- [Exercise passage]
Community part 3 | Sermon Notes

7.  Serve One Another through Accountability:

James 5:16 Confess your sins to each other and pray for each other so that you may be healed.

Healed from addiction. Healed from fear. Healed from depression. Your healing comes from God through your connection to others.  Your accountability does not just keep you from sinning, but it heals you.

You are saved by God through faith. You are healed by God through community.

We often skip the confess your sins to each other part.  And when it comes to the second part, we just highlight the pray part.  We say…Pray and you will be healed.  However, the “confess” AND “to each other” parts are JUST as important.  “Oh I just can’t do that.  It’s too personal. People don’t need in my business.” “OK, don’t get healed.”  “Ok, keep sinning.”

Hebrews 3:13 You must warn each other every day, while it is still “today,” so that none of you will be deceived by sin and hardened against God.

Admit to sin and look to another human to help you overcome it.

Voluntarily develop a circle of Christian friends to whom we are regularly accountable for areas of behavior that are especially difficult, or in which self-deception is easy.

WE ARE TO LET OUR CHRISTIAN FRIENDS INTO OUR LIVES DEEPLY ENOUGH TO SEE OUR WEAKNESSES AND HOLD US RESPONSIBLE TO GROW INTO CHRIST’S LIKENESS.

- [Data records]
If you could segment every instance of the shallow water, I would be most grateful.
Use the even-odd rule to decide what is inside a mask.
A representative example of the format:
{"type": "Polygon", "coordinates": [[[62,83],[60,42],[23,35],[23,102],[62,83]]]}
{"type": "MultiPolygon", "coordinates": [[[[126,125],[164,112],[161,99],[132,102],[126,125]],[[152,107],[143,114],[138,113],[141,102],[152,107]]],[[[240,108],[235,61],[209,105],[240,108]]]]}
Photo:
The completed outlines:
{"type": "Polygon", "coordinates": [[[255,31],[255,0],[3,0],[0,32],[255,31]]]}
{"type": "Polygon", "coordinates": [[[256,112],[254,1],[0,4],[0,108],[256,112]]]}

- [Tasks to complete]
**a)** Rewrite the paragraph of the sermon notes that begins "Healed from addiction." as a short bulleted list that keeps its main points.
**b)** Write out the sermon notes word for word, starting at "Community part 3" and ending at "may be healed.".
**c)** Translate this sentence from the sermon notes into Spanish: "Admit to sin and look to another human to help you overcome it."

- [Expected outputs]
**a)**
- Healing from addiction, fear, and depression is named.
- Your healing comes from God through your connection to others.
- Accountability keeps you from sinning and also heals you.

**b)**
Community part 3 | Sermon Notes

7.  Serve One Another through Accountability:

James 5:16 Confess your sins to each other and pray for each other so that you may be healed.

**c)** Admite el pecado y busca a otro ser humano que te ayude a superarlo.